#### Passage shown

In the wake of recent US mass shootings, American media are again grappling with an age-old debate of whether it’s ethical to show graphic images of violence. And even the subject of Nick Ut’s iconic Vietnam war photo, Napalm Girl, is chiming in.

Nick Ut’s iconic Napalm Girl is a prime example of why publishing harrowing images can be justifiable.

The New York Times and The New Yorker both published opinion articles asking whether media companies need to show pictures of harrowing scenes caused by mass shooters in an effort to galvanise the public.

The inference is that showing what a psychopath with military-style assault weapons can do to a child’s body may lead to change.

Susie Linfield, journalism professor at NYU and author of The Cruel Radiance: Photography and Political Violence, states that ‘photographic images can bring us close to the experience of suffering — and, in particular, to the physical torment that violence creates — in ways that words do not’.

‘The question of how much violence we should see, and to what end, is almost as old as photography itself. But the question gains urgency in our age of unfiltered immediacy — of the 24-hour news cycle, of Instagram and Twitter, of jihadi beheading videos, of fake news and conspiracy theorists and of repellent sites like BestGore, which revel in sadistic carnage. What responsibilities does the act of seeing entail? Is the viewing of violence an indefensible form of collaboration with it? Is the refusal to view violence an indefensible form of denial?

In the case of Uvalde [school shooting], a serious case can be made — indeed, I agree with it — that the nation should see exactly how an assault rifle pulverises the body of a 10-year-old, just as we needed to see (but rarely did) the injuries to our troops in the Iraq and Afghanistan wars. A violent society ought, at the very least, to regard its handiwork, however ugly, whether it be the toll on the men and women who fight in our name, on “ordinary” crime victims killed or wounded by guns or on children whose right to grow up has been sacrificed to the right to bear arms.

Linfield’s mention of ‘the age of unfiltered immediacy’ – the 24-hour news cycle and social media – may actually lessen the sustained impact of images. A 2017 article co-written by University of Oregon assistant professor of visual communication, Nicole Smith Dahmen, and professor of psychology, Paul Slovic, noted how gut-wrenching images of Syrian chemical warfare had ‘once again awakened the world’, but only for a short amount of time.

‘Images can alert us to the horrors of war and the true importance of human lives,’ they wrote. ‘But as we have seen time and again, photographs and news footage of human suffering generally precipitate a short-term emotional reaction, rather than a sustained humanitarian response.’

Although Dahmen and Slovic’s skepticism about the merit of publishing graphic images hinged on the fact that these were images coming from conflicts in the Middle East. Showing murdered American children will likely evoke a much stronger response among US citizens.

#### Given records
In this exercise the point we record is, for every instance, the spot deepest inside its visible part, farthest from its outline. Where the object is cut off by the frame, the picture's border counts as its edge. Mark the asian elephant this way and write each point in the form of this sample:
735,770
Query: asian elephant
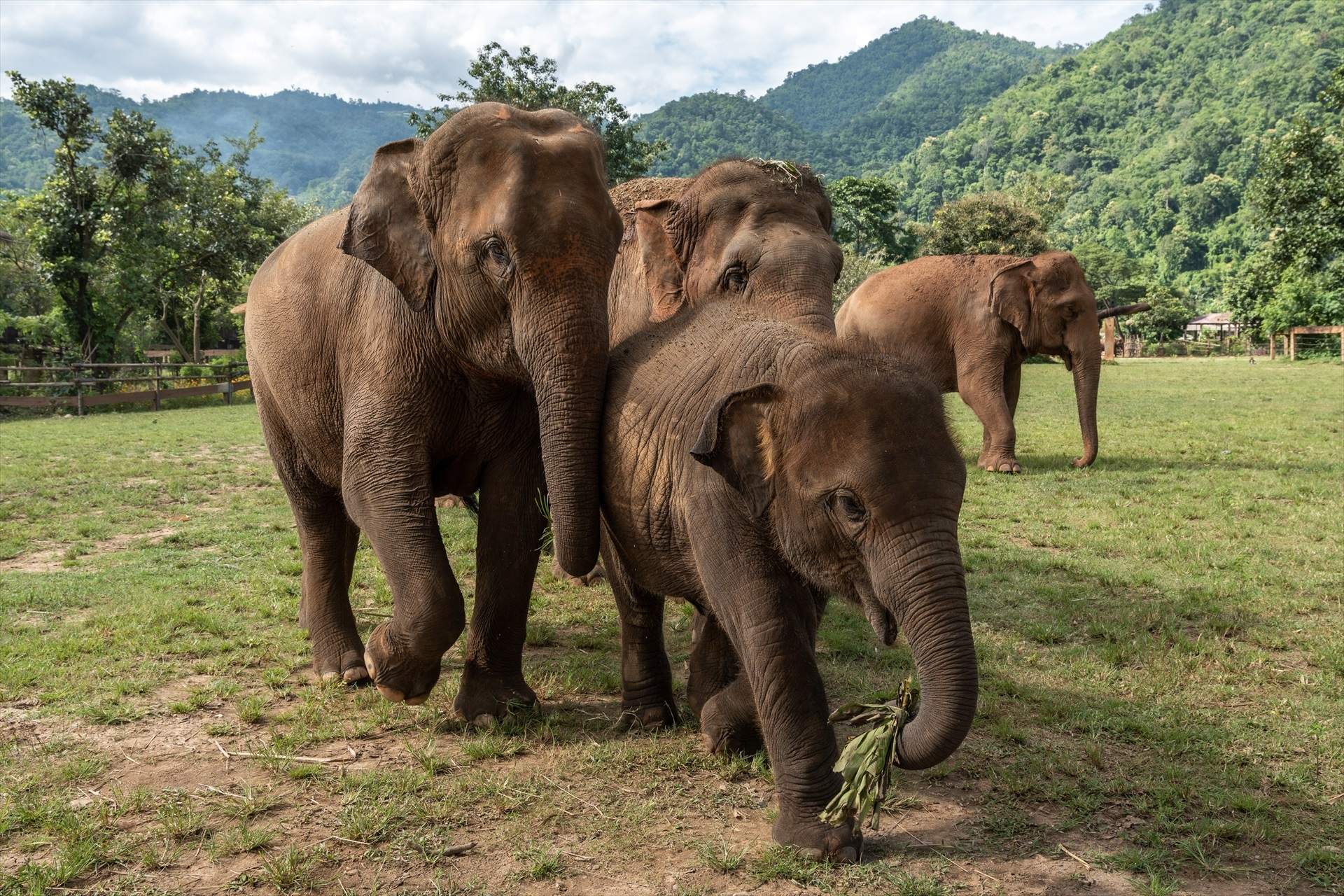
756,232
752,466
445,333
748,232
972,320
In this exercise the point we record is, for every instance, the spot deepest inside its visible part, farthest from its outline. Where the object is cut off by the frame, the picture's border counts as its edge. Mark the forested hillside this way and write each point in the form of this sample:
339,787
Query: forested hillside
1156,131
858,115
315,147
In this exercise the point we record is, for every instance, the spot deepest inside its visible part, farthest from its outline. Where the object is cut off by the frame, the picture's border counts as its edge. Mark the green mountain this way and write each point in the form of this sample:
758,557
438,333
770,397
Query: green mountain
1158,125
318,147
862,113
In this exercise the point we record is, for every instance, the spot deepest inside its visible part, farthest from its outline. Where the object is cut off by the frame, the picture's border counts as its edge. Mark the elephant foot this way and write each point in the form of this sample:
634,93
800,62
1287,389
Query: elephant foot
729,726
339,657
999,464
819,841
400,673
589,578
484,699
648,715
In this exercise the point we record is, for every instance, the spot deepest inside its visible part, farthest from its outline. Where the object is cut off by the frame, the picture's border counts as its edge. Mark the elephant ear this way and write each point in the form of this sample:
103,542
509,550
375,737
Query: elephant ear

#### Required tasks
**A)** Answer these questions using the passage on publishing graphic images of violence:
(i) Which two publications ran opinion articles asking whether media companies need to show pictures of scenes caused by mass shooters?
(ii) What is the title of the book by Susie Linfield?
(iii) In what year was the article co-written by Nicole Smith Dahmen and Paul Slovic published?
**B)** Count the lines of the entries that contain the string "forested", with case counting, and reply with the number only.

#### Answers for the exercise
**A)**
(i) The New York Times and The New Yorker
(ii) The Cruel Radiance: Photography and Political Violence
(iii) 2017

**B)** 2